→ What to work on: Gather every line in the entries below that contains the string "autumn", and copy each one out.

[Location identification entries]
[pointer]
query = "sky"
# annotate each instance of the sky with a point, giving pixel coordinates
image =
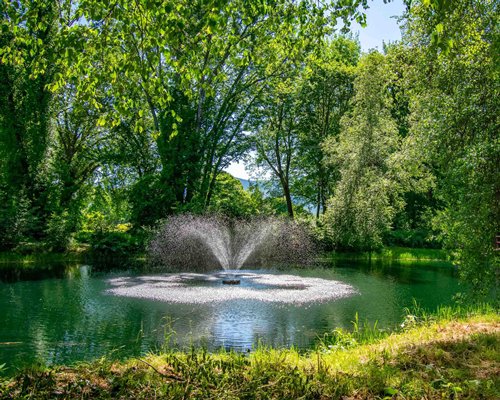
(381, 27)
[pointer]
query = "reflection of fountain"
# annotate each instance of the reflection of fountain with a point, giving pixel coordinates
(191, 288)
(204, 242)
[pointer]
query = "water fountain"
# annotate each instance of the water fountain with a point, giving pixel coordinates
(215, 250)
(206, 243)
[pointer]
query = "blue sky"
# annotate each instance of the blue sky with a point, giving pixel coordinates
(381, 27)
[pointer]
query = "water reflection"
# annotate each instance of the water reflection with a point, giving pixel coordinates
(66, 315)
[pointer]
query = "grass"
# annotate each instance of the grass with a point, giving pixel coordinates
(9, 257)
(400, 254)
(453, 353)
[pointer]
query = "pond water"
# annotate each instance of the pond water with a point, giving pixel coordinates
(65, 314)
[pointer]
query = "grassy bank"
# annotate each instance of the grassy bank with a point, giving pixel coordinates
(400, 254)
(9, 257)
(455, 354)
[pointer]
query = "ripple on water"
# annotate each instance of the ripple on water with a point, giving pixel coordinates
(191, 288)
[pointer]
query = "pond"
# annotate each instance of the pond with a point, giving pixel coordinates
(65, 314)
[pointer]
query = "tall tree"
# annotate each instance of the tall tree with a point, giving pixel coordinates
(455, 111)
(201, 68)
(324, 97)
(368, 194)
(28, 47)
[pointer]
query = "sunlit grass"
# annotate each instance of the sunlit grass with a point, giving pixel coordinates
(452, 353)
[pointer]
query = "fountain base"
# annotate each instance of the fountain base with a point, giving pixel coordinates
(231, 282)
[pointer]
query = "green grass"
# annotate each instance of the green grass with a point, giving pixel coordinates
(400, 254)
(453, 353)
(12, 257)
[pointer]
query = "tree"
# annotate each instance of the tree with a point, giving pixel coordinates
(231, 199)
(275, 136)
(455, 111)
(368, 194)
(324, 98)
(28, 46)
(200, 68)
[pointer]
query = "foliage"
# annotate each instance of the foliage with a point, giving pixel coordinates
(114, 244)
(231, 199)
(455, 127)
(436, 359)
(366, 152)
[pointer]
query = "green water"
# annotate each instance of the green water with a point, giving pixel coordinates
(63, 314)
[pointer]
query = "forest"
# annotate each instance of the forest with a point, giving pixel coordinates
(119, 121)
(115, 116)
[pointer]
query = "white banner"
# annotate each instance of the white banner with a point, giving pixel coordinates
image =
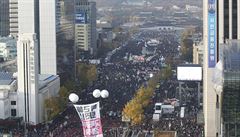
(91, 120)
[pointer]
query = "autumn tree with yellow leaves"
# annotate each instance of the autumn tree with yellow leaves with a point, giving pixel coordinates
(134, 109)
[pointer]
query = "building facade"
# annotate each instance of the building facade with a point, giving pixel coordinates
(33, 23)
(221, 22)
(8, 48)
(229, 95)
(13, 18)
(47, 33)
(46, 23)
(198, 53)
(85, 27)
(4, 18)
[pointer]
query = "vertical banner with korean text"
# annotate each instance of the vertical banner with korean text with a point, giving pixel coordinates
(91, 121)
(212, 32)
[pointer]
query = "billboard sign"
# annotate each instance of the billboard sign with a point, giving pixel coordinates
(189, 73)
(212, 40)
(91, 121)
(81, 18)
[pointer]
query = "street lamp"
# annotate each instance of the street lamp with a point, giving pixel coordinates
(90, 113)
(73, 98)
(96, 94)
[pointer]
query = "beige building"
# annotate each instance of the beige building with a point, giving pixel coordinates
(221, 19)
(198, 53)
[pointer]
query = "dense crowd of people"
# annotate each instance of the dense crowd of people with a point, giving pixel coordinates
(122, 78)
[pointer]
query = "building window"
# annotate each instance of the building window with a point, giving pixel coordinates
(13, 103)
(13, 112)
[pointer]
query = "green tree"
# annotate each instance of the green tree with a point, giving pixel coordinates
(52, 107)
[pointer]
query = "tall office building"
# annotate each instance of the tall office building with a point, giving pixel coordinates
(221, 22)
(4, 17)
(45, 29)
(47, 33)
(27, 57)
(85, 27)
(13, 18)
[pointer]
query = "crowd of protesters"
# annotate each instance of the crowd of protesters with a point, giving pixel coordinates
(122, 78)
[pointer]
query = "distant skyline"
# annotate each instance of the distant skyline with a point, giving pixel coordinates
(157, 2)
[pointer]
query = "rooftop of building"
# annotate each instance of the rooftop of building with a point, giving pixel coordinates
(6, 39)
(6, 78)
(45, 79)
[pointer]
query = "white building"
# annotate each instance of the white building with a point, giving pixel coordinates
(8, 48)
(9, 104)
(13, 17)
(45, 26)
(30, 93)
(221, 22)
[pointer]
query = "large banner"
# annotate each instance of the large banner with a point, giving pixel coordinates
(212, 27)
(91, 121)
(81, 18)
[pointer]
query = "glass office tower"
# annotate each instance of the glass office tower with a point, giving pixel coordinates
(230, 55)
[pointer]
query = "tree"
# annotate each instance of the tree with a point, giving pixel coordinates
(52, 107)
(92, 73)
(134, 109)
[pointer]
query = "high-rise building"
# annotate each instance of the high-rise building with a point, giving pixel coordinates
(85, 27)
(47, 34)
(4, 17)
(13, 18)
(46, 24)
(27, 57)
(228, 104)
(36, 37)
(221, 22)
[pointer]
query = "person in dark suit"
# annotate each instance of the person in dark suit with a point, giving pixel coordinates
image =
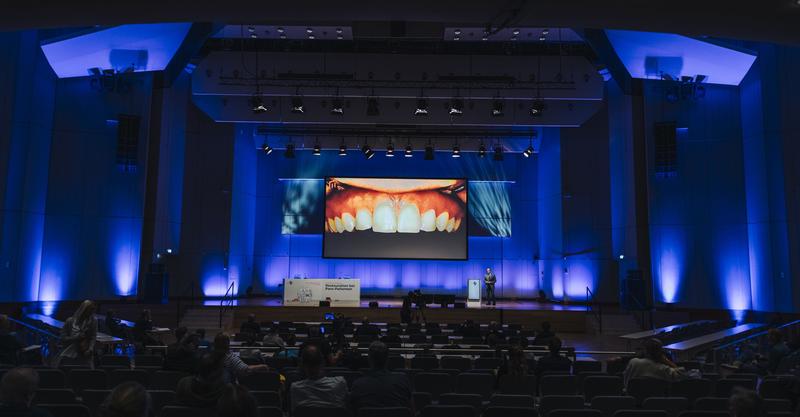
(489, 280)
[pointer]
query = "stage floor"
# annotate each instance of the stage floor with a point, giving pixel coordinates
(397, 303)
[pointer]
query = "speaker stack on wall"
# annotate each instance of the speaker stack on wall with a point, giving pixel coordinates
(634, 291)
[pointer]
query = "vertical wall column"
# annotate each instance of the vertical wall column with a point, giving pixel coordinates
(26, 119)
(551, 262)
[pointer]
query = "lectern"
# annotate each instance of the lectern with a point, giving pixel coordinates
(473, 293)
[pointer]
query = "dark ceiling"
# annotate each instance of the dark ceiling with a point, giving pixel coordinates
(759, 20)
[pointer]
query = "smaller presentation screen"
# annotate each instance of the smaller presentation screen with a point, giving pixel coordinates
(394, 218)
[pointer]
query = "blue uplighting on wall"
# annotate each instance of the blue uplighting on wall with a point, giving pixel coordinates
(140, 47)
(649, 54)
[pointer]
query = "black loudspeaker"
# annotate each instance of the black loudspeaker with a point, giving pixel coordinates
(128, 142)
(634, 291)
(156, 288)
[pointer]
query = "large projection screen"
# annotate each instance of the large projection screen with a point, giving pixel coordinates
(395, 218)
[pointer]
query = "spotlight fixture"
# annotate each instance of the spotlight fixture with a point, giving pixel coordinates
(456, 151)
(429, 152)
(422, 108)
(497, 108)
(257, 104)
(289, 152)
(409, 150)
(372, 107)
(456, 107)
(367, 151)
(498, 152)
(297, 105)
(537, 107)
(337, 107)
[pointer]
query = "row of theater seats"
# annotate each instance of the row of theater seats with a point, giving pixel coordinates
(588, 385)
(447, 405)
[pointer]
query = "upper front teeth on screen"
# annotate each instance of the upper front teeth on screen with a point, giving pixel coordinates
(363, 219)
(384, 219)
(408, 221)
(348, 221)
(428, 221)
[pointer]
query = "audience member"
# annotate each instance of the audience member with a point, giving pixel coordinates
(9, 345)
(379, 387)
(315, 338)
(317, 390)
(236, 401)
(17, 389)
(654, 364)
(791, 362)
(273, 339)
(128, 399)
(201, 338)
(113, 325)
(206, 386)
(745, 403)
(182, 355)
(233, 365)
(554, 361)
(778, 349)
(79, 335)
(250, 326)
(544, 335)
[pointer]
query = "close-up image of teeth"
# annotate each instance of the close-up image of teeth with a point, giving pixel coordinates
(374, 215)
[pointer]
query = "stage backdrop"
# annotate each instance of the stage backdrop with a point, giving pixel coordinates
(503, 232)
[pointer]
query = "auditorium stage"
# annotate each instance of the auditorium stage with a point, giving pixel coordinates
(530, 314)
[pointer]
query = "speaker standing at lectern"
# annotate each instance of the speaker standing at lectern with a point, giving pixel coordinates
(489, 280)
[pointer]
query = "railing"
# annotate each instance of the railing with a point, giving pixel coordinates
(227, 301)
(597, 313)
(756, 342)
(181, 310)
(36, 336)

* * *

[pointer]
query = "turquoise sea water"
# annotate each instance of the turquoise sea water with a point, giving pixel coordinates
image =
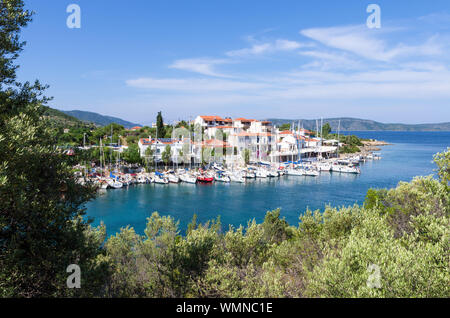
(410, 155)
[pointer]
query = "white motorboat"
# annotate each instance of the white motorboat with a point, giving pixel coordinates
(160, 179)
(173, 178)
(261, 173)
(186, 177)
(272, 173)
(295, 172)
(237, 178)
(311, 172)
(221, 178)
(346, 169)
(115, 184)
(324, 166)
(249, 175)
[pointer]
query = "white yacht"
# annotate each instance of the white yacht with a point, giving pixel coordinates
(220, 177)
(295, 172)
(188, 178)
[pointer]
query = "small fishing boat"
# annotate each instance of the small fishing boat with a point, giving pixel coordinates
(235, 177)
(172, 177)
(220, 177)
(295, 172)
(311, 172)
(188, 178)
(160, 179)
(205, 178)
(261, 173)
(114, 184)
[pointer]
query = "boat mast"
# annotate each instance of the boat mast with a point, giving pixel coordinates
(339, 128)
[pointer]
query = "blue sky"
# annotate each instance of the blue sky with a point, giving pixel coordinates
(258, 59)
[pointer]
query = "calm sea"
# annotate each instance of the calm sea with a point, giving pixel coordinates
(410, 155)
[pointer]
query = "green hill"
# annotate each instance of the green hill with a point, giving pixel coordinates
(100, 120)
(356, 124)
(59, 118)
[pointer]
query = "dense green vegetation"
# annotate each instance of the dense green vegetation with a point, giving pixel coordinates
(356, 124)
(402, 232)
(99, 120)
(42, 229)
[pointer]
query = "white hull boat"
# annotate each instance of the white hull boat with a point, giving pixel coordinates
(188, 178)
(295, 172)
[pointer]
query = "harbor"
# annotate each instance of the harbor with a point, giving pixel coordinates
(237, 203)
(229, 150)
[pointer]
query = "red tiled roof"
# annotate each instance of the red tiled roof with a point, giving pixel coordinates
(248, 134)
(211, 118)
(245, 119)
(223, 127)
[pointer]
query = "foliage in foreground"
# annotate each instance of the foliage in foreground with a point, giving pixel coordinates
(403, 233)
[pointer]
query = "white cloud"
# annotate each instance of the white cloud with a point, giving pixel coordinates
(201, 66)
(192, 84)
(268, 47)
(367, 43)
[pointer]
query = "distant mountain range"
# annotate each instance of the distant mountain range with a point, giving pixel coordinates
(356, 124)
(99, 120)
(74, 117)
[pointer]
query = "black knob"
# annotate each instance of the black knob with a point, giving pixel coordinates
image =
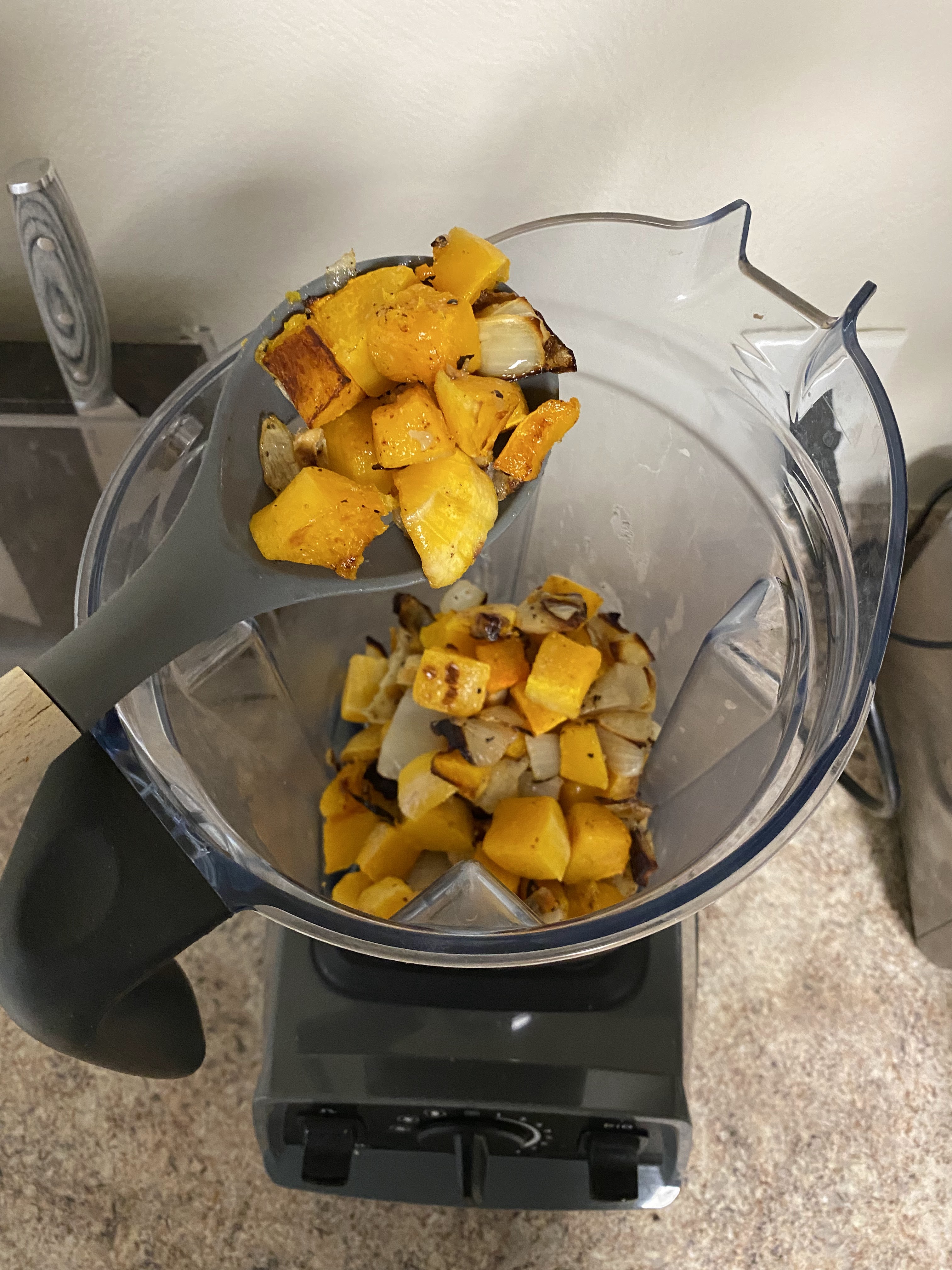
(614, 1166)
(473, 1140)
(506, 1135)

→ Response to the exercise:
query = "autumn tree with yellow leaves"
# annotate each instance of the autumn tree with yellow leaves with a point, giving pixel coordinates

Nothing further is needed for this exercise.